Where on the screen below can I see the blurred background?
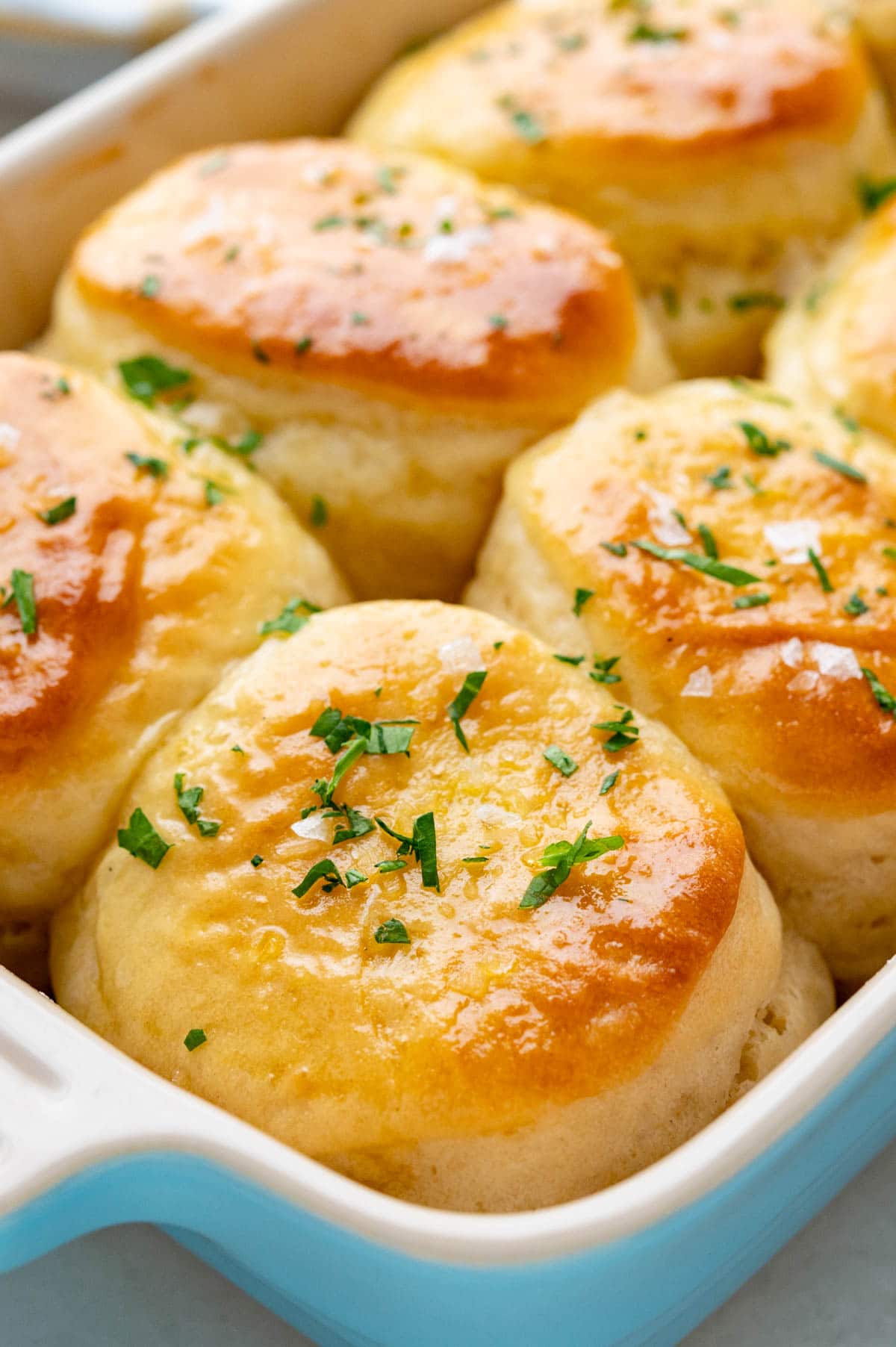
[0,0,234,136]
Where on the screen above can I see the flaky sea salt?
[806,641,862,683]
[762,519,822,566]
[439,635,482,674]
[290,814,333,842]
[682,664,713,697]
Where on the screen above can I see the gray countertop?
[0,1145,896,1347]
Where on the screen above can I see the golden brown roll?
[765,195,896,439]
[350,0,896,375]
[469,380,896,980]
[52,602,830,1211]
[43,140,670,597]
[851,0,896,101]
[0,354,348,920]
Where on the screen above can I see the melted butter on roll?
[0,354,348,916]
[765,195,896,439]
[350,0,896,375]
[43,140,670,597]
[469,380,896,980]
[52,602,831,1211]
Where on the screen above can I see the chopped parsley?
[308,706,420,753]
[496,93,547,146]
[862,668,896,721]
[727,290,784,314]
[293,856,346,898]
[628,23,688,43]
[809,547,834,594]
[124,454,169,477]
[812,449,868,486]
[0,567,38,635]
[541,744,578,776]
[119,809,172,870]
[573,588,596,617]
[373,918,411,945]
[376,812,439,893]
[174,772,221,838]
[734,594,772,608]
[258,598,320,635]
[119,355,193,407]
[856,174,896,216]
[520,823,625,909]
[697,524,718,561]
[588,655,623,684]
[737,422,792,458]
[593,706,641,753]
[632,539,759,588]
[705,464,734,491]
[38,496,78,524]
[446,670,488,753]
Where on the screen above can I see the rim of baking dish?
[0,0,896,1265]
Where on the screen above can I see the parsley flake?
[446,670,488,753]
[119,809,172,870]
[38,496,78,524]
[373,918,411,945]
[541,744,578,776]
[119,355,193,407]
[520,823,625,911]
[812,449,868,486]
[258,598,320,635]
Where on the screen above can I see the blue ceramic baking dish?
[0,0,896,1347]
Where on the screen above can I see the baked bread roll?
[43,140,671,597]
[52,602,830,1211]
[765,195,896,439]
[350,0,896,375]
[0,354,348,921]
[851,0,896,99]
[467,380,896,982]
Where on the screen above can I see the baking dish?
[0,0,896,1347]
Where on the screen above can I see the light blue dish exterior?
[7,1030,896,1347]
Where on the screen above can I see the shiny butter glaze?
[74,140,635,419]
[509,382,896,809]
[66,602,745,1154]
[350,0,869,161]
[0,354,153,768]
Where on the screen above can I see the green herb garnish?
[812,449,868,486]
[446,670,488,753]
[119,809,172,870]
[38,496,78,524]
[119,355,193,407]
[632,539,759,588]
[520,823,625,909]
[541,744,578,776]
[373,918,411,945]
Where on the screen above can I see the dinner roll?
[765,195,896,438]
[469,380,896,980]
[350,0,896,375]
[0,354,348,921]
[851,0,896,99]
[43,140,671,597]
[52,601,817,1211]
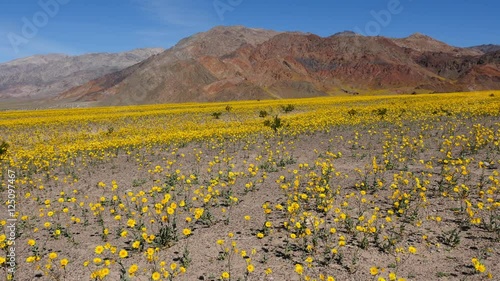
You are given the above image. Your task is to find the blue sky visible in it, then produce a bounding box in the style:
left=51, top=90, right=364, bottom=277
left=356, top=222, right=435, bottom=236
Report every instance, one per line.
left=0, top=0, right=500, bottom=62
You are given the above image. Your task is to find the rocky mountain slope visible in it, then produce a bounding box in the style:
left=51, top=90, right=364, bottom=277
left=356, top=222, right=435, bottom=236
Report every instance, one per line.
left=0, top=26, right=500, bottom=106
left=0, top=48, right=164, bottom=99
left=57, top=27, right=500, bottom=105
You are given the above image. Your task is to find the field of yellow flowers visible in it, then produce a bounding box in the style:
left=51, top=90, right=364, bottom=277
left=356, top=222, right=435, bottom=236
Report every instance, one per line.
left=0, top=91, right=500, bottom=281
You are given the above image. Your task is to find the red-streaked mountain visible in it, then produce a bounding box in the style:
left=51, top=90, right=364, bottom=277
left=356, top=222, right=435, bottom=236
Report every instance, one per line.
left=46, top=27, right=500, bottom=105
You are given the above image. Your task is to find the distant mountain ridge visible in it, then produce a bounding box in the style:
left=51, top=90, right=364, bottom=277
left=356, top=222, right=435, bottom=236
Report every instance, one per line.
left=0, top=48, right=164, bottom=99
left=0, top=26, right=500, bottom=106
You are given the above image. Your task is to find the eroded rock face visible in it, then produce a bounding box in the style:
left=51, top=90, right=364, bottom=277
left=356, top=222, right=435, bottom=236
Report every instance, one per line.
left=0, top=26, right=500, bottom=105
left=0, top=48, right=164, bottom=99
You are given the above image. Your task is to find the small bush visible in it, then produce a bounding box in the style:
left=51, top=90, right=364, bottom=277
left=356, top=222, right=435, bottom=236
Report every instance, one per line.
left=264, top=115, right=284, bottom=132
left=0, top=141, right=9, bottom=159
left=281, top=104, right=295, bottom=113
left=212, top=112, right=222, bottom=119
left=347, top=109, right=358, bottom=116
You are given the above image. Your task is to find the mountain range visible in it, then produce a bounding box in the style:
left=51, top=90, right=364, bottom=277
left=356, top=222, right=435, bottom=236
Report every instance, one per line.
left=0, top=26, right=500, bottom=107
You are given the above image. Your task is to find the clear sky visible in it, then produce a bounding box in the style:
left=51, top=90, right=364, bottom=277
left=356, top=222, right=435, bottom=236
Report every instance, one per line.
left=0, top=0, right=500, bottom=62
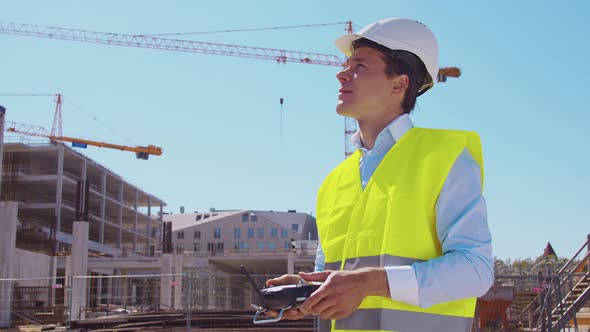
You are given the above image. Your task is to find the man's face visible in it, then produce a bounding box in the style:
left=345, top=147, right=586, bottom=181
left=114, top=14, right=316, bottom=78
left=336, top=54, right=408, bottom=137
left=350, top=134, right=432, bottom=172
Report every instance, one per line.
left=336, top=47, right=394, bottom=121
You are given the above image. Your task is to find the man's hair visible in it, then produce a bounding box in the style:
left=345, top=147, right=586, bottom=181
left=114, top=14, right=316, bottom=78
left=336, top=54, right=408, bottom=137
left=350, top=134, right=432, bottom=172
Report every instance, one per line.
left=352, top=38, right=426, bottom=113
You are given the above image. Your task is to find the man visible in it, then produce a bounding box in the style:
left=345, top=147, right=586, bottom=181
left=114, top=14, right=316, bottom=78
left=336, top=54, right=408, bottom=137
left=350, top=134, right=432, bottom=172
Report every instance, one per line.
left=267, top=18, right=493, bottom=332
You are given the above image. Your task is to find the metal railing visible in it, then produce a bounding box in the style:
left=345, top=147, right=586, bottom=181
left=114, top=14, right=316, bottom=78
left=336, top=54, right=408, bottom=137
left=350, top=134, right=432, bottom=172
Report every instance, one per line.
left=0, top=269, right=318, bottom=332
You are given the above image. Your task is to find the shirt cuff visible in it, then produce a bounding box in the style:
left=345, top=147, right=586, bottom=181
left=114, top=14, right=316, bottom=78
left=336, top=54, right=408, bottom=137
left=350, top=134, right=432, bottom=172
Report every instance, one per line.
left=385, top=265, right=420, bottom=306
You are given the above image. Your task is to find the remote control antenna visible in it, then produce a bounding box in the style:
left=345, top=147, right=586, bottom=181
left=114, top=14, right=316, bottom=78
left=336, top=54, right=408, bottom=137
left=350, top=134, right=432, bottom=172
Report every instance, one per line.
left=240, top=265, right=266, bottom=303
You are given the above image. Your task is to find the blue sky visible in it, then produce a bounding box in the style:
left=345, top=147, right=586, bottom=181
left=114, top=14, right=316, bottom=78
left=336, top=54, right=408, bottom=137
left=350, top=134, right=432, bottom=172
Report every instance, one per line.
left=0, top=0, right=590, bottom=258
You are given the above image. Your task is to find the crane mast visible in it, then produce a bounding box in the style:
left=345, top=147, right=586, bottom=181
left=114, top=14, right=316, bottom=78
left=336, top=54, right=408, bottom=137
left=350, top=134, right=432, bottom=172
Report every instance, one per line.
left=0, top=21, right=461, bottom=158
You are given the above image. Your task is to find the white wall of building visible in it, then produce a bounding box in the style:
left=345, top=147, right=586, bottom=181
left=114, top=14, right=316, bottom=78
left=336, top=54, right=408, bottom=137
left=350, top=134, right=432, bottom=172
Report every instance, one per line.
left=13, top=248, right=51, bottom=286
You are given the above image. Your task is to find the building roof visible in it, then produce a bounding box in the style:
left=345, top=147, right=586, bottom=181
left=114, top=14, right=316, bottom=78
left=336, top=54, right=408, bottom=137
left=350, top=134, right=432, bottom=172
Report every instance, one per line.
left=163, top=210, right=310, bottom=234
left=162, top=210, right=247, bottom=231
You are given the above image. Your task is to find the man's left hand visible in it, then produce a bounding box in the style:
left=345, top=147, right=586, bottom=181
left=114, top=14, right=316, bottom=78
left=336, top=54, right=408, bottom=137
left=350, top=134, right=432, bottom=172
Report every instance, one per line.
left=299, top=268, right=389, bottom=319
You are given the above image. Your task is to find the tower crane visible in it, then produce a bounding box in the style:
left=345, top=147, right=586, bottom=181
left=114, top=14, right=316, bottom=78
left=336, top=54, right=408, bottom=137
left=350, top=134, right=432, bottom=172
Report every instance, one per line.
left=5, top=94, right=162, bottom=160
left=0, top=21, right=461, bottom=157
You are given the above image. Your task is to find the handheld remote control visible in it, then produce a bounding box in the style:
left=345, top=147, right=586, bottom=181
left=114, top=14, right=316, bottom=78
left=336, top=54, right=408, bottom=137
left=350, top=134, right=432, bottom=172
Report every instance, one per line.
left=240, top=265, right=321, bottom=324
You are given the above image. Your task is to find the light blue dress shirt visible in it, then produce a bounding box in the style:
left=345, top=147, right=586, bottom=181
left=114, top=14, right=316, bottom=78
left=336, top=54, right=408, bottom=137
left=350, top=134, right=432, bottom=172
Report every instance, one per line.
left=315, top=114, right=494, bottom=308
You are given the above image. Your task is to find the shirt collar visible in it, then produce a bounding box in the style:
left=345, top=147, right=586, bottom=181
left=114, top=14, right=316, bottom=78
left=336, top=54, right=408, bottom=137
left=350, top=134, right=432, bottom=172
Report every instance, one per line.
left=350, top=113, right=414, bottom=154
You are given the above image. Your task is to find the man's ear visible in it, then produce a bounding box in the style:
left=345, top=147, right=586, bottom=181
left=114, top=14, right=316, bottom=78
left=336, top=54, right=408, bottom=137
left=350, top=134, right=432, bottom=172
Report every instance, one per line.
left=391, top=74, right=410, bottom=95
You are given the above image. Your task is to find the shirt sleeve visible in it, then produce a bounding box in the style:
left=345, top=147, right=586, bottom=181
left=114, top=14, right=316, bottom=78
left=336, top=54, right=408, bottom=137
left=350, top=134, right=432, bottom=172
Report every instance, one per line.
left=385, top=150, right=494, bottom=308
left=313, top=239, right=326, bottom=272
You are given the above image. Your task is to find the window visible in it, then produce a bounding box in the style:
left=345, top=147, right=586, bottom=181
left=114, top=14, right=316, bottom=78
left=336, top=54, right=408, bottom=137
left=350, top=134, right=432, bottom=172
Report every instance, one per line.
left=234, top=241, right=248, bottom=249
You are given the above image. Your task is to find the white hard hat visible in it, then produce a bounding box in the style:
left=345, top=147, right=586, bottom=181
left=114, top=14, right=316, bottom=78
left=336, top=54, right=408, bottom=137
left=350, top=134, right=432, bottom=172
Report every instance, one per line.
left=334, top=18, right=438, bottom=91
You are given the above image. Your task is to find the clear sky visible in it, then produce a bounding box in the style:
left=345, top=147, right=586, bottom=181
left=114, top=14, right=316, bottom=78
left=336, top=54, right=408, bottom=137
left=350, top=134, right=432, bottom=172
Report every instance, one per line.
left=0, top=0, right=590, bottom=258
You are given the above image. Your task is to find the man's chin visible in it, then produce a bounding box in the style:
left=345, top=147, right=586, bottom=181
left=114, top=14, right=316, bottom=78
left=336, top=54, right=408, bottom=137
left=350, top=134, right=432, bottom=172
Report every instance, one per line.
left=336, top=104, right=354, bottom=118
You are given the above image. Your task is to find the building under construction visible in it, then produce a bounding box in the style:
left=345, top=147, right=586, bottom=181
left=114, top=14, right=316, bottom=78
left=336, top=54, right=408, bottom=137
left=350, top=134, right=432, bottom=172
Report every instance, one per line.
left=0, top=137, right=317, bottom=327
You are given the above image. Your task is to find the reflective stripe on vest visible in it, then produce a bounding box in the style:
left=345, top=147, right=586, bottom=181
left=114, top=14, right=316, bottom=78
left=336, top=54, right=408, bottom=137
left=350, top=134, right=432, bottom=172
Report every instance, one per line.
left=336, top=309, right=473, bottom=332
left=324, top=255, right=424, bottom=270
left=317, top=128, right=483, bottom=331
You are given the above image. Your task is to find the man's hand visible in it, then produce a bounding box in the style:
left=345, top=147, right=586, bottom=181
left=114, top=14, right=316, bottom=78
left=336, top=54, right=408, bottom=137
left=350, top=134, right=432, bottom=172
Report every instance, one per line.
left=299, top=268, right=390, bottom=319
left=264, top=274, right=305, bottom=320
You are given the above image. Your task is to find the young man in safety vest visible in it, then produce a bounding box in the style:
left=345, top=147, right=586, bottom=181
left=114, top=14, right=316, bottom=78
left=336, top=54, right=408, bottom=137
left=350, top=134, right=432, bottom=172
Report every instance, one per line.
left=267, top=18, right=494, bottom=332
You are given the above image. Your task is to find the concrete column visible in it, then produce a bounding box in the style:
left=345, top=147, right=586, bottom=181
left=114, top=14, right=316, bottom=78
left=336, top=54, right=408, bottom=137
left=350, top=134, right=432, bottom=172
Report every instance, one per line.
left=174, top=255, right=183, bottom=309
left=96, top=274, right=102, bottom=307
left=0, top=201, right=18, bottom=328
left=133, top=189, right=139, bottom=252
left=160, top=254, right=174, bottom=310
left=111, top=269, right=121, bottom=304
left=287, top=249, right=295, bottom=274
left=223, top=276, right=234, bottom=310
left=129, top=285, right=138, bottom=305
left=146, top=196, right=152, bottom=251
left=120, top=271, right=129, bottom=306
left=55, top=145, right=64, bottom=245
left=117, top=181, right=123, bottom=249
left=66, top=221, right=88, bottom=320
left=209, top=272, right=217, bottom=309
left=0, top=105, right=6, bottom=193
left=107, top=270, right=115, bottom=307
left=98, top=172, right=107, bottom=244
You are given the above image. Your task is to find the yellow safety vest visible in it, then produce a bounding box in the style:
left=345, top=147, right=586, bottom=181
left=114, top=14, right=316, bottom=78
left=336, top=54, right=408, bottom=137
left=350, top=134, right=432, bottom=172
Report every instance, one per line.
left=317, top=128, right=483, bottom=332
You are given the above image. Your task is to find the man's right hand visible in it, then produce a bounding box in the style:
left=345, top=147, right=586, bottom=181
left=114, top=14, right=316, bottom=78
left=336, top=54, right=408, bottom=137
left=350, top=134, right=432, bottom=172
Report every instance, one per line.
left=264, top=274, right=305, bottom=320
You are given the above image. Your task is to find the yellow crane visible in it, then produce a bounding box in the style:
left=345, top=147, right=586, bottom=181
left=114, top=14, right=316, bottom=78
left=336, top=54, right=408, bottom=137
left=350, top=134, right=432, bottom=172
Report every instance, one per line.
left=5, top=94, right=162, bottom=160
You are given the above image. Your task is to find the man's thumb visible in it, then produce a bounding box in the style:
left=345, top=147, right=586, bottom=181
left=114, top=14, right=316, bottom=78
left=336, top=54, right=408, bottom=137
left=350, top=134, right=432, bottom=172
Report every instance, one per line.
left=299, top=271, right=332, bottom=281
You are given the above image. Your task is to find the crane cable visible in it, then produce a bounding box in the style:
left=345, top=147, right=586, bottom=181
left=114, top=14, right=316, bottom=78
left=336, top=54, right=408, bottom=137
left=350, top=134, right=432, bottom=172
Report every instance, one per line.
left=134, top=22, right=350, bottom=37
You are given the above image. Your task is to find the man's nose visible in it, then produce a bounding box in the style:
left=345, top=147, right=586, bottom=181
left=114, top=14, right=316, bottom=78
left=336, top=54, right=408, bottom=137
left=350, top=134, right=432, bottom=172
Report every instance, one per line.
left=336, top=69, right=350, bottom=82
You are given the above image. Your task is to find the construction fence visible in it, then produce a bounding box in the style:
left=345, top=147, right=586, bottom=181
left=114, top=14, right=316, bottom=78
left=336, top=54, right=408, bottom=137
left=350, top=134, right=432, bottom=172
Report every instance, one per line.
left=0, top=273, right=588, bottom=332
left=0, top=273, right=319, bottom=332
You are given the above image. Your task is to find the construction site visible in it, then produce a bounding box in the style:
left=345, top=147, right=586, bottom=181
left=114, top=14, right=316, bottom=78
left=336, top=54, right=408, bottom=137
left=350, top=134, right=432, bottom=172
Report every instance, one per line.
left=0, top=9, right=590, bottom=332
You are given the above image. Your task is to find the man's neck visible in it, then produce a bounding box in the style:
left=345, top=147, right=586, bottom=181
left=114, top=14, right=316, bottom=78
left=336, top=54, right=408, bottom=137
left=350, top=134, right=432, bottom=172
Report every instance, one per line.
left=358, top=113, right=403, bottom=150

The exercise: Write out everything in the listing from the line containing "Where on the screen above can I see the golden" down to the line containing "[0,354,348,920]", both lines included.

Task response:
Where on the screen above can I see the golden brown roll?
[765,195,896,439]
[350,0,896,375]
[469,380,896,980]
[52,602,830,1211]
[43,140,670,597]
[851,0,896,101]
[0,354,348,920]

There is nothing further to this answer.